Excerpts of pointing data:
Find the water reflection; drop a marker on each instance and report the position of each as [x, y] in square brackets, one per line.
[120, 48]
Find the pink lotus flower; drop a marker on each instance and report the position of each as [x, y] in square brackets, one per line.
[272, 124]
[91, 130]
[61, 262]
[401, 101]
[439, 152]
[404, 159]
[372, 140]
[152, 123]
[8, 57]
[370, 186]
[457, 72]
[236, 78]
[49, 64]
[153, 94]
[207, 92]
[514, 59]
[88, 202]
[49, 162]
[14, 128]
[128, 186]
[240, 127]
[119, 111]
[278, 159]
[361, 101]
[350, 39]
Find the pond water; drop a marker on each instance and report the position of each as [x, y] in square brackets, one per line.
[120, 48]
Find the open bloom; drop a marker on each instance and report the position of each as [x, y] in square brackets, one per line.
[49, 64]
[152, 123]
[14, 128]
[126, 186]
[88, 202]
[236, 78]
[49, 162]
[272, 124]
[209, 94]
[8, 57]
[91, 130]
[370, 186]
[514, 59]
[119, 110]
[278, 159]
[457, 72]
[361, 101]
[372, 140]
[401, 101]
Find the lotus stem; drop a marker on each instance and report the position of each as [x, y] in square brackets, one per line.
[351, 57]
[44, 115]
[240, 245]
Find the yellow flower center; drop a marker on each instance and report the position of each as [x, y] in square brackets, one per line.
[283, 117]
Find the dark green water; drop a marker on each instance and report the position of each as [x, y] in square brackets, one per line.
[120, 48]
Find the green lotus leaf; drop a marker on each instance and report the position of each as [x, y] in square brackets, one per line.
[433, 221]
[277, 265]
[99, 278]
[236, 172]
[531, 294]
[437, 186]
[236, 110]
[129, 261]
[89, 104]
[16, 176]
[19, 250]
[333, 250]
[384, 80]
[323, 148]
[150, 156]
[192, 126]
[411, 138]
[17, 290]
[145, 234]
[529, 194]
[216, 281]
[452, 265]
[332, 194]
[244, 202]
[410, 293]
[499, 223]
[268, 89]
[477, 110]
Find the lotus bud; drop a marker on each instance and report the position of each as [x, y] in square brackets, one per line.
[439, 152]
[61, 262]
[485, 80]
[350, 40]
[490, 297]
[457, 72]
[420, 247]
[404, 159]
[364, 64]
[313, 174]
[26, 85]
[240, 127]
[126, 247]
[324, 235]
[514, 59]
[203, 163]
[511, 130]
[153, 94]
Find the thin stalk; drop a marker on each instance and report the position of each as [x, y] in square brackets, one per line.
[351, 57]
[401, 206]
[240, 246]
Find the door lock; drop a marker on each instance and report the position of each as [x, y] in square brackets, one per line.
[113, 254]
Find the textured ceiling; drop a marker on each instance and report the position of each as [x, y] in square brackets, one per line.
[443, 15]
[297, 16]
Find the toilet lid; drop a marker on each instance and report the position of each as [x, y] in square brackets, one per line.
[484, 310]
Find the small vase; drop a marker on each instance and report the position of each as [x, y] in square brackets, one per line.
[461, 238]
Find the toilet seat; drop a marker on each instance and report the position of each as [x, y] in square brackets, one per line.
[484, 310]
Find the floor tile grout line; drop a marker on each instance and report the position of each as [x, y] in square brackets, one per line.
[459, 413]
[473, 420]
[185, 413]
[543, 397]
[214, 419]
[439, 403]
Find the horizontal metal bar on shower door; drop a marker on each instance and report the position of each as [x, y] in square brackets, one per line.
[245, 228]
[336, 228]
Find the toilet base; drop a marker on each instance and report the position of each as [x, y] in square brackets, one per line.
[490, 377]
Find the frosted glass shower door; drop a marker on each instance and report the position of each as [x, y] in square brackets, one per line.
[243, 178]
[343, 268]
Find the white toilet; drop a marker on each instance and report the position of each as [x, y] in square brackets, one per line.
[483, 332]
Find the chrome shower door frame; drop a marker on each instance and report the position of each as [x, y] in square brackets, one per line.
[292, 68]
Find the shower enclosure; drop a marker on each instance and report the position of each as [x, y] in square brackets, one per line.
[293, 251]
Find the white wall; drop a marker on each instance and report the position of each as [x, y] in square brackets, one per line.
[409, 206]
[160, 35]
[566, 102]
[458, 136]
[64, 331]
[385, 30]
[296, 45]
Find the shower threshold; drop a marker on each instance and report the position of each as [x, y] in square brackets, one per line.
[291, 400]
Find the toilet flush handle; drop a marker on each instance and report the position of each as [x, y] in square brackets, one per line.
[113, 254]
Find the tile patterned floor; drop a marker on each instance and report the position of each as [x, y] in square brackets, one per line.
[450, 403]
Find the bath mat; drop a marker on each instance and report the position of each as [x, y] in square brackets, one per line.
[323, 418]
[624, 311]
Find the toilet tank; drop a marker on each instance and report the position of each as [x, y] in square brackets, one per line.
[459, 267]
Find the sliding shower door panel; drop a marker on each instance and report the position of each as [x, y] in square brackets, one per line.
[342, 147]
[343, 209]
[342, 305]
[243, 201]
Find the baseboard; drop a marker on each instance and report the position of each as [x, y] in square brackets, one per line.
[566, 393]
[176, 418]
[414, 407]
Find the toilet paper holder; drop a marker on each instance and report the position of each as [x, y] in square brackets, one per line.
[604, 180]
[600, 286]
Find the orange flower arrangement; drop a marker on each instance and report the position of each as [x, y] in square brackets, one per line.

## [Exercise requirements]
Pull out every one of the lines above and reproduce each one verbatim, with no changes.

## [Result for this task]
Find the water reflection; drop a marker on each instance and report the position of each as [x, y] in square brackets, one per line.
[120, 48]
Find the pink lotus flower; drop a marker on each instance and report the position of each as [x, y] in square brackets, one per line.
[272, 124]
[91, 130]
[61, 262]
[401, 101]
[439, 152]
[404, 159]
[372, 140]
[152, 123]
[8, 57]
[370, 186]
[457, 72]
[236, 78]
[49, 64]
[153, 94]
[207, 92]
[514, 59]
[88, 202]
[49, 162]
[14, 128]
[128, 186]
[240, 127]
[119, 111]
[278, 159]
[361, 101]
[350, 39]
Find the pond water; drop a marker on each instance and report the position of each as [x, y] in square brackets, one per line.
[120, 48]
Find the open bloom; drop a marker on each instance and report the position of each as [x, y] in square brackets, one per line.
[49, 64]
[152, 123]
[14, 128]
[126, 186]
[88, 202]
[236, 78]
[49, 162]
[272, 124]
[209, 94]
[8, 57]
[91, 130]
[370, 186]
[514, 59]
[119, 110]
[278, 159]
[457, 72]
[361, 101]
[372, 140]
[401, 101]
Find the lotus stem; drop a marker on each instance and report the position of each as [x, y] in square brackets, one per line.
[351, 57]
[44, 115]
[240, 245]
Find the yellow flower center; drop a marker on each instance and report the position of each as [x, y] in square brackets, one per line.
[283, 117]
Find the dark green water; drop a marker on each instance and report the position of each as [x, y] in square brackets, one per line.
[120, 48]
Find the green lotus leaf; drop a marker on each instance and report the position of each as [x, y] in square brackets, one per line.
[433, 221]
[277, 265]
[99, 278]
[236, 172]
[531, 294]
[437, 186]
[236, 110]
[129, 261]
[89, 104]
[16, 176]
[19, 250]
[333, 250]
[384, 80]
[323, 148]
[150, 156]
[192, 126]
[411, 138]
[17, 290]
[145, 234]
[529, 194]
[216, 281]
[452, 265]
[332, 194]
[244, 202]
[410, 293]
[499, 223]
[268, 89]
[477, 110]
Find the lotus bud; drop a marker on each instance and report the position of each as [x, y] in square brackets, one per line.
[439, 152]
[61, 262]
[485, 80]
[350, 40]
[490, 297]
[457, 72]
[420, 247]
[404, 159]
[364, 64]
[313, 174]
[26, 85]
[240, 127]
[126, 247]
[324, 235]
[514, 59]
[203, 163]
[511, 130]
[153, 94]
Find the thin stalk; drop a marker on each instance and report the position of each as [x, y] in square brackets, one per line.
[351, 57]
[401, 206]
[240, 246]
Find the door lock; drop a marker on each instance and report the position of each as [x, y] in square brackets, one per line.
[113, 254]
Find the textured ceiling; drop a marker on each instance and report the position of each as [x, y] in square brackets, one per line.
[443, 15]
[297, 16]
Find the toilet lid; drop a marker on each instance and report the position of each as [x, y] in square brackets, one per line.
[484, 310]
Find the small vase; drop a marker on each instance and report the position of each as [x, y] in square brackets, one per line.
[461, 238]
Find the toilet seat; drop a marker on each instance and report the position of each as [x, y] in square brackets, one per line.
[484, 310]
Find the floor tile grout line; drop a marker on each instance and report the position of each as [x, y] in square brackets, one per line.
[459, 413]
[473, 420]
[185, 413]
[543, 397]
[214, 419]
[439, 403]
Find the horizontal metal bar on shower door; drop a marker on each instance and report the position of each as [x, y] in square brackets, one per line.
[245, 228]
[336, 228]
Find the toilet base; drop a marker on each instance and report the position of each as [x, y] in square brackets, one per line.
[490, 377]
Find the frosted glass shower door; drop a marker on each instance and report the position of each as [x, y] in square brackets, one per line.
[243, 178]
[343, 268]
Find the white toilet; drop a marker on each instance and report the position of each as [x, y] in square brackets, one per line.
[483, 332]
Find the chrome shower door frame; drop a marker on each instance and report the position of each as [x, y] in square brackets, one per line.
[292, 68]
Find the shower enclosure; drop a marker on each instance and report the position of each as [x, y] in square brackets, one per line.
[293, 251]
Find the white wall; drop a marker on each instance and report the position of each as [x, y] in square brackets, one per line.
[409, 206]
[160, 35]
[566, 102]
[458, 136]
[64, 331]
[385, 30]
[296, 45]
Find the shower threshold; drop a marker on each instance and report the position of each as [x, y] in square brackets, one per line.
[291, 400]
Find the toilet flush handle; drop a marker on each instance and report the position of each as [x, y] in square brackets, one per line.
[113, 254]
Find the tile patterned floor; drop a marker on each instance and report the position of each as [x, y] in square brackets, one per line.
[450, 403]
Find the bath mat; drop a marker on each instance and report the position of each as [x, y] in square brackets, one per line.
[323, 418]
[624, 311]
Find the toilet tank; drop a marker on each instance and report the position of each as [x, y] in square brackets, one per line.
[459, 267]
Find the sliding shower door panel; drop a marker on each instance and report the position of each as [x, y] in square brackets, one per line.
[342, 147]
[343, 209]
[342, 305]
[243, 201]
Find the baseboard; drop a marker on each instance and report the position of each as [x, y] in square brackets, one per line.
[566, 393]
[176, 418]
[414, 407]
Find the toilet paper holder; drop a marker on each instance and report the position of each as [x, y] in square brackets, one per line.
[604, 180]
[600, 286]
Find the orange flower arrangement; drop a marker on each instance and report the position of each as [x, y] in square brackets, one per line.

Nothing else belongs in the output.